## BEGIN Records shown

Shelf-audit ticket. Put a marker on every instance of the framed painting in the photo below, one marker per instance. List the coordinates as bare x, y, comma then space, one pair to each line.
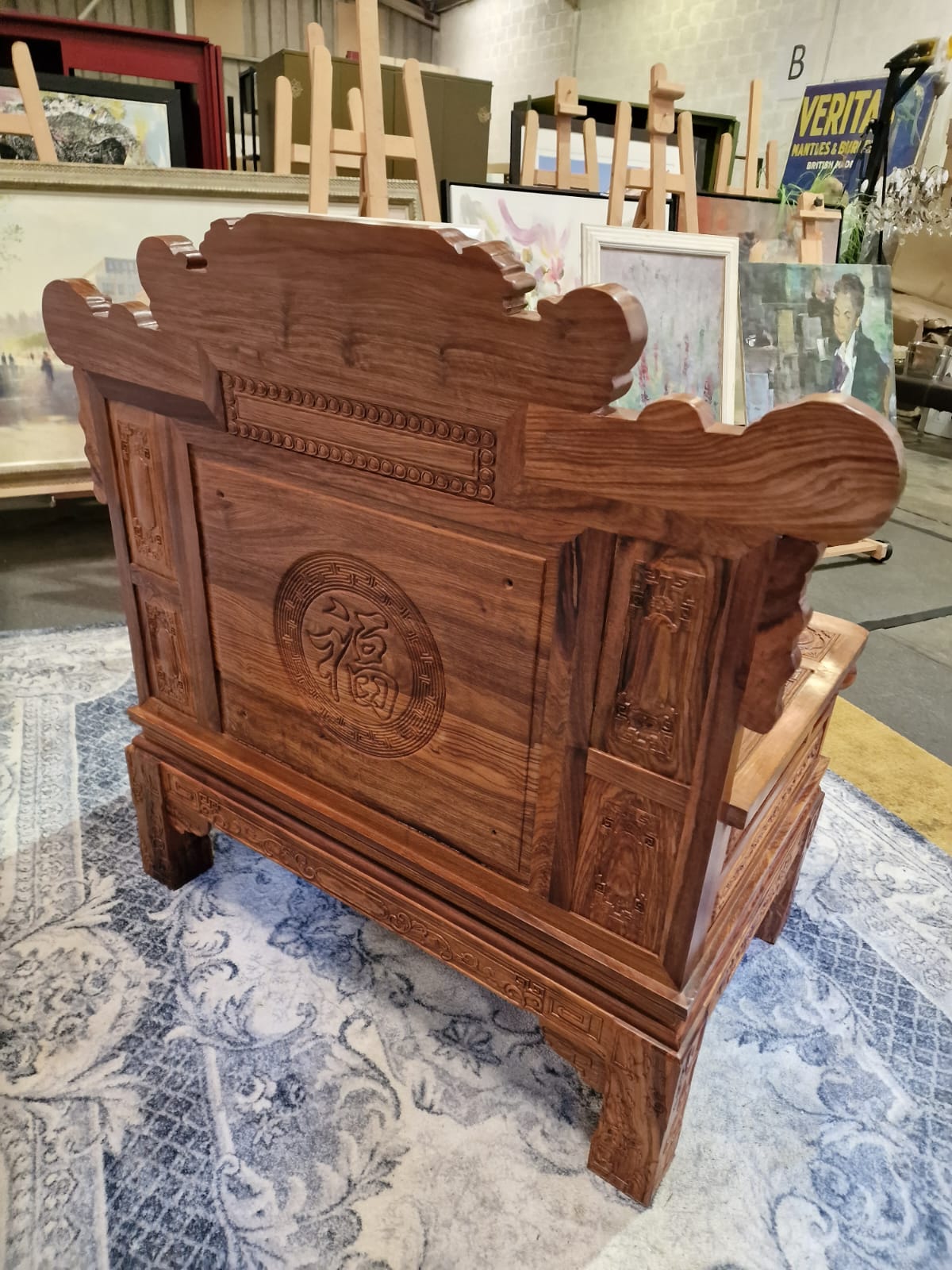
543, 226
766, 232
687, 285
816, 329
108, 213
102, 121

## END Records shown

### What you should do
Reproduce the material above word for word, keeping every line in its original order but leaving out the picture.

### Response
Shelf-audit ticket. Put a marker on every instance of the framed painting in the photo below, one marker per instance. List the coordinates as bare x, y, comma then space, one pair to each line.
543, 226
766, 232
687, 285
816, 329
108, 213
102, 121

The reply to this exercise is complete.